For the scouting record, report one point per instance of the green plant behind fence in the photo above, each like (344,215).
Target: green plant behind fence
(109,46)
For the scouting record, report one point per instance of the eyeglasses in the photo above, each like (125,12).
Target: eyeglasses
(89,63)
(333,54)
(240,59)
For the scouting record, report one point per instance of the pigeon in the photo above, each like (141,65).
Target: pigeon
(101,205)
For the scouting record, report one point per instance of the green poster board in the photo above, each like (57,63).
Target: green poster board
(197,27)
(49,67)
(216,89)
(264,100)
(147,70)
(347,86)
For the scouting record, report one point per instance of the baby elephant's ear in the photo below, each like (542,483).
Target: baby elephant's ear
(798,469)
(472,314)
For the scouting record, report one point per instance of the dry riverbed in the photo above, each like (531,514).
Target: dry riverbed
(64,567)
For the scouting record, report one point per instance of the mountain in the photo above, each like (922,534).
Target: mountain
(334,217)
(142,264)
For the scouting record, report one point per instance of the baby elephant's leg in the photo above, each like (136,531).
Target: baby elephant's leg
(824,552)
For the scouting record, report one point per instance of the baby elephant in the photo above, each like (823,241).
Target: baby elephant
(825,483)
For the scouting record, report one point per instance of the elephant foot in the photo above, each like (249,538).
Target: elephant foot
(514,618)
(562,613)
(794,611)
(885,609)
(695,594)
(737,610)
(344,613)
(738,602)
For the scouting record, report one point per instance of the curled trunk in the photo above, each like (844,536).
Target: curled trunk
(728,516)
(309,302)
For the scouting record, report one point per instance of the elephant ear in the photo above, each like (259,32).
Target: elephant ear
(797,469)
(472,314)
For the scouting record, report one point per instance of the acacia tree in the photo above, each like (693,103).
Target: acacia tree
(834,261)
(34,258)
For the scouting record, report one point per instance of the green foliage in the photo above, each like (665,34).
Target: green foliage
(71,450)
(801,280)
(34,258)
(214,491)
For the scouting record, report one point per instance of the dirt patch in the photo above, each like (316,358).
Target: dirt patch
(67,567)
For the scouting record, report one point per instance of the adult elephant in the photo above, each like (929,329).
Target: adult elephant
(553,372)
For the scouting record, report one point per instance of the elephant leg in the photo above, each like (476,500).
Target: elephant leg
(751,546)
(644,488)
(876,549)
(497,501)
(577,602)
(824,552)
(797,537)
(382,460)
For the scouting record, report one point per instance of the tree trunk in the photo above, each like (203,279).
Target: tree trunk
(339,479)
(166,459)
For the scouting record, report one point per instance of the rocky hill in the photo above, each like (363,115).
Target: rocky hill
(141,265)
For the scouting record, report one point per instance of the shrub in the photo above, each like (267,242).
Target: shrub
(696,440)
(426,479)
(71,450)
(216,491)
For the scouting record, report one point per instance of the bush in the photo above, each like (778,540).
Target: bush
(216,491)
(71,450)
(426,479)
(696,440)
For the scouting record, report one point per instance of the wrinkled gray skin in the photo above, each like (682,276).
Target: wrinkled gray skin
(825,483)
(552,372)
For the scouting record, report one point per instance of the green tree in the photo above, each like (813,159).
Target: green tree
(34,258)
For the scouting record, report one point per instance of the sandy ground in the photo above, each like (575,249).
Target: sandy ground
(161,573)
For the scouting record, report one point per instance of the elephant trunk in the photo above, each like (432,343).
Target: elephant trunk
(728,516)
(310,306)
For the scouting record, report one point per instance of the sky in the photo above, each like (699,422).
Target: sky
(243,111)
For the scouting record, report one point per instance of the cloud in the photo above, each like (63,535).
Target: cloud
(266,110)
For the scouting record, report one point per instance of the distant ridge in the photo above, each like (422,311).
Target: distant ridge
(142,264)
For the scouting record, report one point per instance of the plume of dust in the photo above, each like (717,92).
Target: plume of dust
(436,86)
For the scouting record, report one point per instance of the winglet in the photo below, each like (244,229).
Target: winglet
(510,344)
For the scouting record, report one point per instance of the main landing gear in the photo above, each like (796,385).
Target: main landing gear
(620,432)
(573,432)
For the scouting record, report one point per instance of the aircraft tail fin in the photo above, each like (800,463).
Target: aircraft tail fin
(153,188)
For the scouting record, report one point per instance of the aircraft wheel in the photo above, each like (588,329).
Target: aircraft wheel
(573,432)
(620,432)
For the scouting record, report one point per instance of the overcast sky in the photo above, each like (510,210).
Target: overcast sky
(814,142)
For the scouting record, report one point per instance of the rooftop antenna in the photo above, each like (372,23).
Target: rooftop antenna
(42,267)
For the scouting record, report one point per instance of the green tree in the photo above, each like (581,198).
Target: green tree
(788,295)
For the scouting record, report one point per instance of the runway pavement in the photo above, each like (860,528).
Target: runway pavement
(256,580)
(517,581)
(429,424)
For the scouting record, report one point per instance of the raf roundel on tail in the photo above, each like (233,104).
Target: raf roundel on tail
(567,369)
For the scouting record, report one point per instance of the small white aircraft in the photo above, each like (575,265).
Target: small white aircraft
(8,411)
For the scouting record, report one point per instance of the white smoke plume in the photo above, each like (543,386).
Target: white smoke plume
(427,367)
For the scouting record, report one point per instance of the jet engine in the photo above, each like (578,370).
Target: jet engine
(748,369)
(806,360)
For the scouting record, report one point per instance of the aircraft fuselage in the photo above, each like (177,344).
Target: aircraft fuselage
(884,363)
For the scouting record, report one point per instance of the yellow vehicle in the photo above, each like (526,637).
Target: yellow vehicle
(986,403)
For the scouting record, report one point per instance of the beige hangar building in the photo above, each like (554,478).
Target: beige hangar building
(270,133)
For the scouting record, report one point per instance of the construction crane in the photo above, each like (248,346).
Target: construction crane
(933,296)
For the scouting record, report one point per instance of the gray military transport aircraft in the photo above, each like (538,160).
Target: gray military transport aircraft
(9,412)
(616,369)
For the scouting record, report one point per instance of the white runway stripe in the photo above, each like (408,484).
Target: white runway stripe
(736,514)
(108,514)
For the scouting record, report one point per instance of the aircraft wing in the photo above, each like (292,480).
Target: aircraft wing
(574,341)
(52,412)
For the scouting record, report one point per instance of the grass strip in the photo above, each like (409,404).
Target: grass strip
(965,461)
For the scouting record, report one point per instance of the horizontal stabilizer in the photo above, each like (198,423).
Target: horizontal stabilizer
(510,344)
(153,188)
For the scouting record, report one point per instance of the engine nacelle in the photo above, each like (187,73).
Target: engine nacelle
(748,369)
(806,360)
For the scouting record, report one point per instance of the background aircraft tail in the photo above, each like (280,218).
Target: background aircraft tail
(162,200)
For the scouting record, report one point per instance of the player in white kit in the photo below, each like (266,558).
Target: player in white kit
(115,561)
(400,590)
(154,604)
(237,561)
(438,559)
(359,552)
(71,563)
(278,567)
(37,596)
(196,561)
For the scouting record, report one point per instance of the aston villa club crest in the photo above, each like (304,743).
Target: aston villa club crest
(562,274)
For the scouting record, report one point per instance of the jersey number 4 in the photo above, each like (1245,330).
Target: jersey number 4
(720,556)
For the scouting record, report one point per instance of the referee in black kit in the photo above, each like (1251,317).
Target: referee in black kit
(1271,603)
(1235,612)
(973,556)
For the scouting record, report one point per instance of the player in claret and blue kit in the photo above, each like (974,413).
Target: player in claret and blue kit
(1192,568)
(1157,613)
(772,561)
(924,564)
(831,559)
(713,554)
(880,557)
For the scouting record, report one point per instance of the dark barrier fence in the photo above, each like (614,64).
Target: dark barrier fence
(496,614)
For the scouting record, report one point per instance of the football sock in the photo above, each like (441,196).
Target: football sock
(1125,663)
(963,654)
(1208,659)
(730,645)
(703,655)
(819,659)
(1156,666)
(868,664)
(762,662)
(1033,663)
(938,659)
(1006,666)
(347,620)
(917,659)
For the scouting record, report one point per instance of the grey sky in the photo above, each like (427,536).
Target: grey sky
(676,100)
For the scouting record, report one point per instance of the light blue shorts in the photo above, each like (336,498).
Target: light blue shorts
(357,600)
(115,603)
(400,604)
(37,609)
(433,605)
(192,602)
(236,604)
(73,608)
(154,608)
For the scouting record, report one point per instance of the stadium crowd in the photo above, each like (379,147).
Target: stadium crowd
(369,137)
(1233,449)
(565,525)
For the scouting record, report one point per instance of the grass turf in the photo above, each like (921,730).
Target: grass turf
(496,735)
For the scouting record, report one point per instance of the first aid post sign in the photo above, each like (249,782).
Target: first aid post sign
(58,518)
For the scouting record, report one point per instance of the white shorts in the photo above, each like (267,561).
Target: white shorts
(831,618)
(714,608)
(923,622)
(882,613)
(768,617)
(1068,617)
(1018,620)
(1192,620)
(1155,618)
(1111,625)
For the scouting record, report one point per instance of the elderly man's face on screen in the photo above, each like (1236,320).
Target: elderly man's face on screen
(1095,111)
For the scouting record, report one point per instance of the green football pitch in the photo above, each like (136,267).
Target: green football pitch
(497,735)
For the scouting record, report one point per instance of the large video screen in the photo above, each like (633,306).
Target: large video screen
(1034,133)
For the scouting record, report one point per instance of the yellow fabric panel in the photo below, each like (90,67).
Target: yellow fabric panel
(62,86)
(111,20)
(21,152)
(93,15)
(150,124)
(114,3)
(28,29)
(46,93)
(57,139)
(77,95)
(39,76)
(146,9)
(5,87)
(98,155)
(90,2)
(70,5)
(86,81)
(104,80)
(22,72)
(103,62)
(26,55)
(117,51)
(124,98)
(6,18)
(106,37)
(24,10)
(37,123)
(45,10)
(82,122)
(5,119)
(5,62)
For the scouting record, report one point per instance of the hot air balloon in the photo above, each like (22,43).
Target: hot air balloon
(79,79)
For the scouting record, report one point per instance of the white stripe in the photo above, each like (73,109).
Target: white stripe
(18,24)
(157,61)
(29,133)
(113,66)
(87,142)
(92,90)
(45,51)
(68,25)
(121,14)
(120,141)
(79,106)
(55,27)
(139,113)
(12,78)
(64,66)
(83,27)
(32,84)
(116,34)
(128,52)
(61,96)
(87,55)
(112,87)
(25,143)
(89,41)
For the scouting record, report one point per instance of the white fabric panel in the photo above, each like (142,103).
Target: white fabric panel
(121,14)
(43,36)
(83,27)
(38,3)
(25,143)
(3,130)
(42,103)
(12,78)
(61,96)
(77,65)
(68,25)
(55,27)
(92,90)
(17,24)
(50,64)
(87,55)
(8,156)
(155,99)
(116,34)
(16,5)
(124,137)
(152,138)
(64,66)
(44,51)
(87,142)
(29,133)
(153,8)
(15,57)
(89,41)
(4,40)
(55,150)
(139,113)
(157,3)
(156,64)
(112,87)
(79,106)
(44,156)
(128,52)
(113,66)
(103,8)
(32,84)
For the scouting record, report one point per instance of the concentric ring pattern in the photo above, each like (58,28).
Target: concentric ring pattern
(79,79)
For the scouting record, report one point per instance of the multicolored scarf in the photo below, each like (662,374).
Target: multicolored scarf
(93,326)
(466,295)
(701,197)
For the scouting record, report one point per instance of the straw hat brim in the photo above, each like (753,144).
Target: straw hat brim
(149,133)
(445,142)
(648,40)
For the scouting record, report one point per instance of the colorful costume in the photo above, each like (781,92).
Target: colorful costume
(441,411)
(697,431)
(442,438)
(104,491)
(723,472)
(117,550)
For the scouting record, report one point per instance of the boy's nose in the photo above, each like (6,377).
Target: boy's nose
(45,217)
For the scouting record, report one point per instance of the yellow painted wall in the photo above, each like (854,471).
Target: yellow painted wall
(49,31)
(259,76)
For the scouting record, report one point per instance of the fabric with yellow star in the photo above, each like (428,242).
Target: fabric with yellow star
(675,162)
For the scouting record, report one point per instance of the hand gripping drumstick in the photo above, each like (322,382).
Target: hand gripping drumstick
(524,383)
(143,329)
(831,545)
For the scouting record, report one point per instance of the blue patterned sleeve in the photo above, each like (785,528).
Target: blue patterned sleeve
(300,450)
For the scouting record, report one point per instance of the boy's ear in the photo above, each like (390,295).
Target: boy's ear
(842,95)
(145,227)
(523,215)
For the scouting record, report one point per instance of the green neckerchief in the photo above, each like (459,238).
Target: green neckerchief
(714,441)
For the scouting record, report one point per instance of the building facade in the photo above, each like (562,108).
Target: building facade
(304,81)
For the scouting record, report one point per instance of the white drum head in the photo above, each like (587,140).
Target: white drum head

========================

Starting at the line that contains "each like (562,108)." and ending with the last line of the data, rename "building facade" to "storefront" everywhere, leaving all other text unchanged. Return only those lines.

For the scouting record, report one point per instance of the storefront in the photo above, each like (562,108).
Target: storefront
(304,81)
For the scouting record, report one point per instance of the white drum head in the photo above, each like (587,140).
Target: white drum head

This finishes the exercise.